Manly Dam Project

Melissa Smith reports on an extraordinary project around a water catchment near Sydney Harbour.

3 December, 2019
In Exhibitions,
Printmaking, Q&A

From top:

Melissa Smith, Silenced Flow (detail), 2019, intaglio collagraph print, 56 x 304 cm

Melissa Smith, Reaching into the stillness, 2019, intaglio collagraph print, 76 x 56 cm

Melissa Smith, Eva’s walk II, 2019, intaglio collagraph print, 76 x 168 cm

The Manly Dam Project has been inspired by the Manly Dam Reserve that is a unique landscape rich in natural biodiversity, shaped by the interventions of engineering and science. Once the source of drinking water in Sydney’s north, freshwater continues to flow from the catchment to the sea. Along with a rich Aboriginal cultural significance, the area’s European history is layered with stories of social and recreational activity. Adjacent to the Reserve is the Water Research Laboratory (WRL), a facility of the School of Civil and Environmental Engineering, UNSW Sydney where international research is undertaken.

* [CHALLENGES]
1. According to the Manly Dam Project text, what facility is located next to the Manly Dam Reserve?
2. Retype the portion of the Manly Dam Project text that begins with the words "Melissa Smith, Reaching into" and ends with "research is undertaken.".
3. Summarize the Manly Dam Project text in two sentences.
The records come from a separate source.

* [Records contained in a dataset]

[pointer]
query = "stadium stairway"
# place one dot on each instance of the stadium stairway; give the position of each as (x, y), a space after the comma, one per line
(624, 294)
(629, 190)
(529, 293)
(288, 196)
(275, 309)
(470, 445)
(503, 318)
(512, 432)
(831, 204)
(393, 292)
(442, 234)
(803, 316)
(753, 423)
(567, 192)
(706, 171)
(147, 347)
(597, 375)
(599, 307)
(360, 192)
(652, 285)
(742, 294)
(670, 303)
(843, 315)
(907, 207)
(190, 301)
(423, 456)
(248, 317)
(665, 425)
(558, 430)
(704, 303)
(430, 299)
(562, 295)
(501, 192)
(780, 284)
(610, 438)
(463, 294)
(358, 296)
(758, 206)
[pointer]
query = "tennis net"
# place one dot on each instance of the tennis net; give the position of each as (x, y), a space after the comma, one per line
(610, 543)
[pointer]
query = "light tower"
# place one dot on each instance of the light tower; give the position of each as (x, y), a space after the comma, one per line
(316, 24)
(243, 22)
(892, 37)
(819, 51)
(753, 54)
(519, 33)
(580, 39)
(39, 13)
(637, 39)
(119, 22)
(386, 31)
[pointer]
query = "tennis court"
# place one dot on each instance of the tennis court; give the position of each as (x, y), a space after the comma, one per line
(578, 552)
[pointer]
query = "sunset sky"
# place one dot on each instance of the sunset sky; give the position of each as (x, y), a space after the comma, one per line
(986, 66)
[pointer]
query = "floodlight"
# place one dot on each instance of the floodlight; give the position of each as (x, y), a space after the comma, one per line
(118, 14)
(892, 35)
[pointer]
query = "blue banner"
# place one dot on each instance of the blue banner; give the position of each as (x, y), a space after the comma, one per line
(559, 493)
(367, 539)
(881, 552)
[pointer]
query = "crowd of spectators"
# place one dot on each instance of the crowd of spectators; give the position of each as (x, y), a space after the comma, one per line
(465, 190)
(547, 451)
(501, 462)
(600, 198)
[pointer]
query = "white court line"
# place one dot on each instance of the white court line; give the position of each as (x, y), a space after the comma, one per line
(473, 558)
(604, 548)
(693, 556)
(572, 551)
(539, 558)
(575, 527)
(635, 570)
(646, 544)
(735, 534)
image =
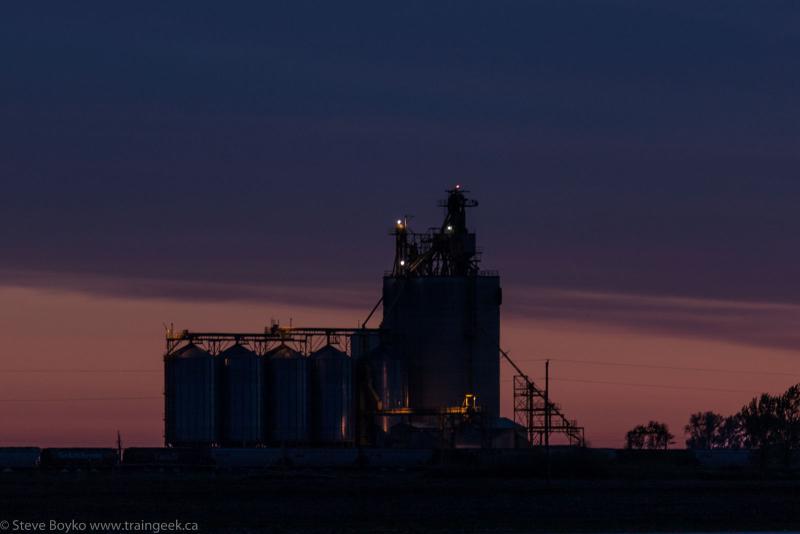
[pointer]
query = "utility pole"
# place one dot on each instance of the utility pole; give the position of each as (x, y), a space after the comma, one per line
(547, 404)
(547, 416)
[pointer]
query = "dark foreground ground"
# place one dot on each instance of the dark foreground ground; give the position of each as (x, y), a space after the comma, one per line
(295, 500)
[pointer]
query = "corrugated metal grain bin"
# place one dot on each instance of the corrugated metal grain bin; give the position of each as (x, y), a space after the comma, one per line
(332, 396)
(191, 390)
(242, 397)
(287, 396)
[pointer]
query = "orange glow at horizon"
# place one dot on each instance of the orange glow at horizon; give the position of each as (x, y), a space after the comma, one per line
(77, 334)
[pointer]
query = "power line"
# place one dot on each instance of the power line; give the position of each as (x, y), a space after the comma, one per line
(659, 386)
(58, 371)
(83, 399)
(643, 385)
(672, 367)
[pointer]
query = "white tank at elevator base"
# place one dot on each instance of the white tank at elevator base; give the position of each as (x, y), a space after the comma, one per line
(448, 330)
(287, 414)
(242, 389)
(332, 396)
(190, 395)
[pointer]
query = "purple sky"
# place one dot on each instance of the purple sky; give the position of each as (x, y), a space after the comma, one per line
(636, 163)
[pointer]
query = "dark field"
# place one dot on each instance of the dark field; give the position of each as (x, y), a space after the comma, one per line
(408, 501)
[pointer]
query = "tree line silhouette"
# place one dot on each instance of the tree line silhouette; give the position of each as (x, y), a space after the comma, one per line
(766, 421)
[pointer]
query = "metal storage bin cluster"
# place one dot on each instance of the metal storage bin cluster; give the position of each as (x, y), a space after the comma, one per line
(238, 398)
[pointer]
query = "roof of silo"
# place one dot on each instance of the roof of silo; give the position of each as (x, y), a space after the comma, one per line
(283, 351)
(237, 350)
(329, 352)
(190, 351)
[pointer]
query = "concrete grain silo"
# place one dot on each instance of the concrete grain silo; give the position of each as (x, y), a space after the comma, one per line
(444, 313)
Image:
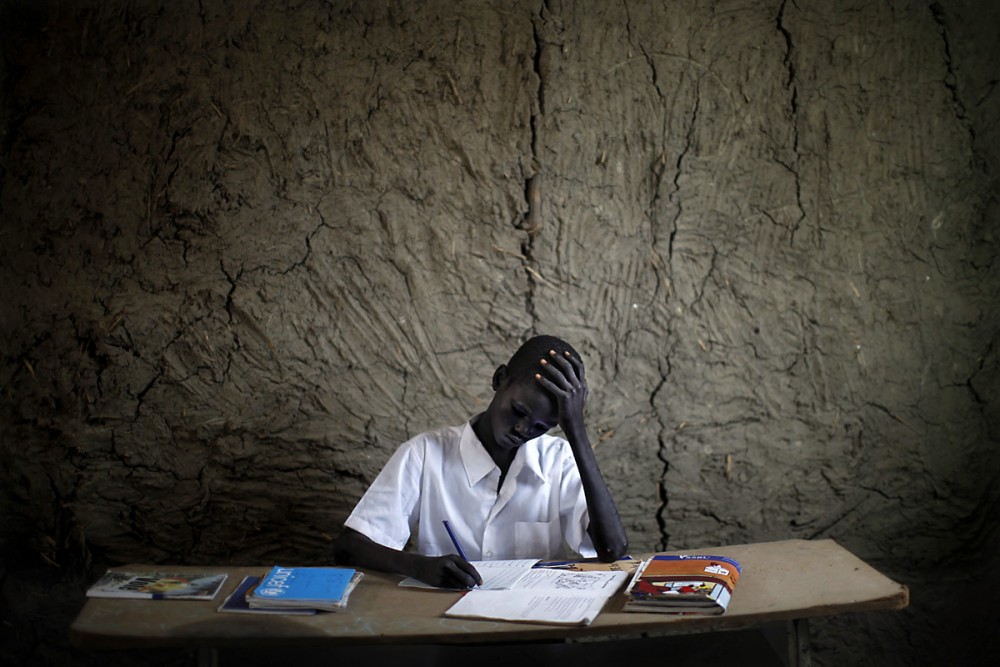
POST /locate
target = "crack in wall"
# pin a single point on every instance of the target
(792, 86)
(532, 222)
(951, 78)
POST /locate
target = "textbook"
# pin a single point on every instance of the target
(157, 585)
(237, 602)
(543, 595)
(699, 584)
(323, 588)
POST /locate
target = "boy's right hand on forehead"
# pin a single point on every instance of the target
(449, 571)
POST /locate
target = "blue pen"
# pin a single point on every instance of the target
(454, 540)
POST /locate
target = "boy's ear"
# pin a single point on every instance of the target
(499, 375)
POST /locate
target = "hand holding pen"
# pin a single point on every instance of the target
(459, 569)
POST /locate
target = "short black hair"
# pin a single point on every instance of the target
(524, 363)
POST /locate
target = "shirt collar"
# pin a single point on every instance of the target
(478, 463)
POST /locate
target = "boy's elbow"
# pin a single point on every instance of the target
(612, 552)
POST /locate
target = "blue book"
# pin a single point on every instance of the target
(325, 588)
(237, 601)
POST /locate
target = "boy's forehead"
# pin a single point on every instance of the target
(529, 391)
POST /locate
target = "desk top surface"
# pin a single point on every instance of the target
(780, 581)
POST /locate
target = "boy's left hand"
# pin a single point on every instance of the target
(563, 376)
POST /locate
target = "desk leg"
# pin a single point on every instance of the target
(803, 654)
(790, 640)
(208, 657)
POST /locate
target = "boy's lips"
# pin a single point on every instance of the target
(515, 440)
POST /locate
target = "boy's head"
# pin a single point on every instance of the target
(522, 409)
(526, 360)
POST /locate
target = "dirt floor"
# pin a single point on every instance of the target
(247, 249)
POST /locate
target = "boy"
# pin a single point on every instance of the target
(508, 489)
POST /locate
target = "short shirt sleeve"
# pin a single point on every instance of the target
(389, 511)
(574, 516)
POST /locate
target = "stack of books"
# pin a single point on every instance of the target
(294, 590)
(683, 585)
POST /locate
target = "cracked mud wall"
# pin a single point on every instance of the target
(247, 250)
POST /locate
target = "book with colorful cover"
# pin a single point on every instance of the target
(697, 584)
(323, 588)
(237, 601)
(159, 585)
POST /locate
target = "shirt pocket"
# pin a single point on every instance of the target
(536, 539)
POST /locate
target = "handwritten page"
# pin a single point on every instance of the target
(543, 596)
(496, 574)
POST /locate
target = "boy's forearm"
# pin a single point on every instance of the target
(606, 529)
(356, 549)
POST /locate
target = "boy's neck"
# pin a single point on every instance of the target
(502, 458)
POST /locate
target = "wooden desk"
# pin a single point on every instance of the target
(783, 582)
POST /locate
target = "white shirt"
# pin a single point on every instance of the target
(540, 512)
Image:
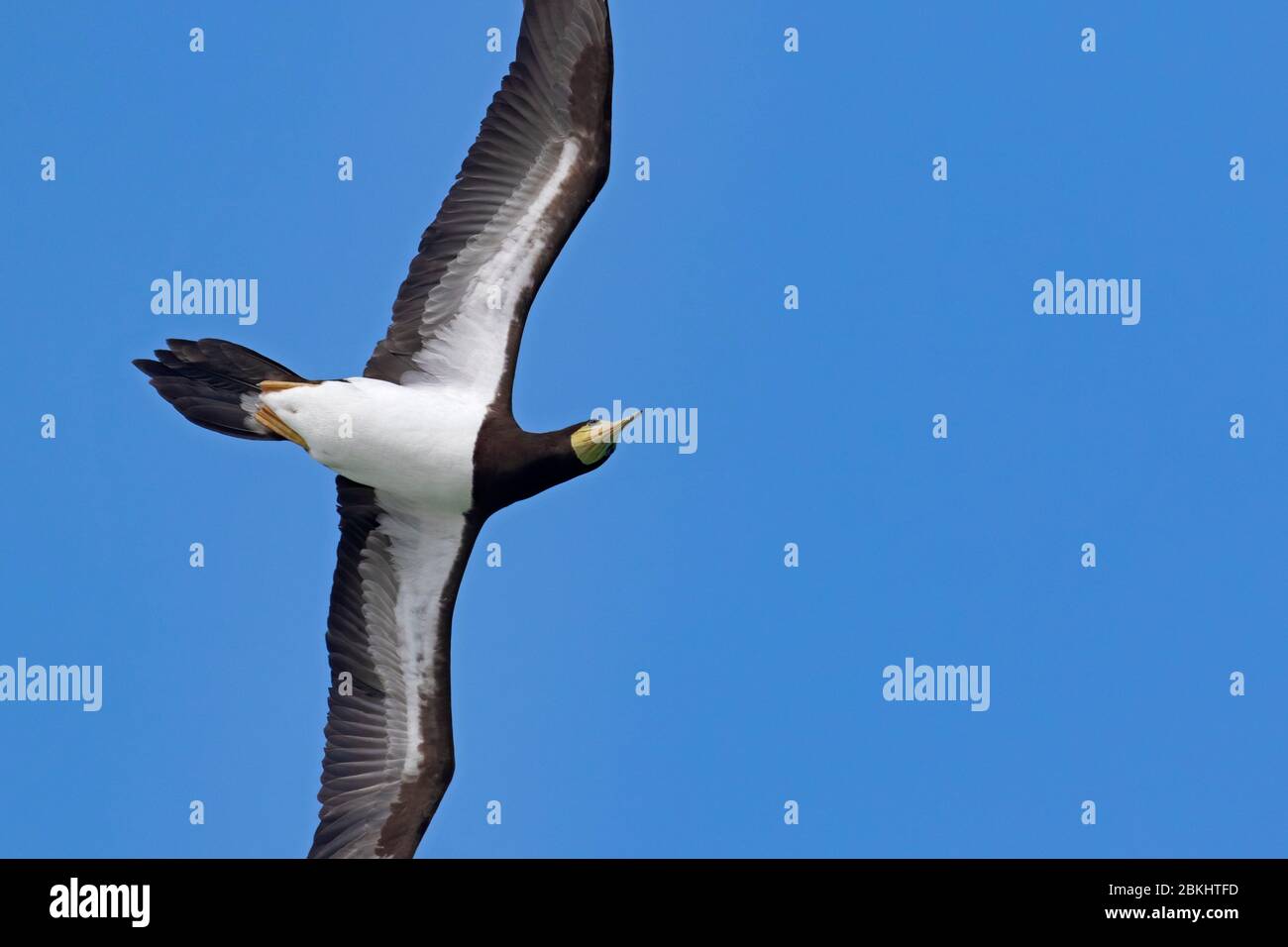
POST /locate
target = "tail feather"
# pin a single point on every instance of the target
(215, 384)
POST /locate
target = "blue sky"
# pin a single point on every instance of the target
(768, 169)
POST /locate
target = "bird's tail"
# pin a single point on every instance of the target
(217, 384)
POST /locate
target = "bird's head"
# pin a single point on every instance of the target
(593, 442)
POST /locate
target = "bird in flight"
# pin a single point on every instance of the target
(424, 444)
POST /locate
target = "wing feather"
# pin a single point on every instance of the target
(540, 158)
(389, 719)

* [SOLUTIONS]
1. The Water Research Laboratory (WRL), a facility of the School of Civil and Environmental Engineering, UNSW Sydney.

2.
Melissa Smith, Reaching into the stillness, 2019, intaglio collagraph print, 76 x 56 cm

Melissa Smith, Eva’s walk II, 2019, intaglio collagraph print, 76 x 168 cm

The Manly Dam Project has been inspired by the Manly Dam Reserve that is a unique landscape rich in natural biodiversity, shaped by the interventions of engineering and science. Once the source of drinking water in Sydney’s north, freshwater continues to flow from the catchment to the sea. Along with a rich Aboriginal cultural significance, the area’s European history is layered with stories of social and recreational activity. Adjacent to the Reserve is the Water Research Laboratory (WRL), a facility of the School of Civil and Environmental Engineering, UNSW Sydney where international research is undertaken.

3. The Manly Dam Project draws on the Manly Dam Reserve, a biodiverse landscape shaped by engineering and science that was once the source of drinking water in Sydney's north. The area has rich Aboriginal cultural significance and a European history of social and recreational activity, and it sits next to UNSW Sydney's Water Research Laboratory.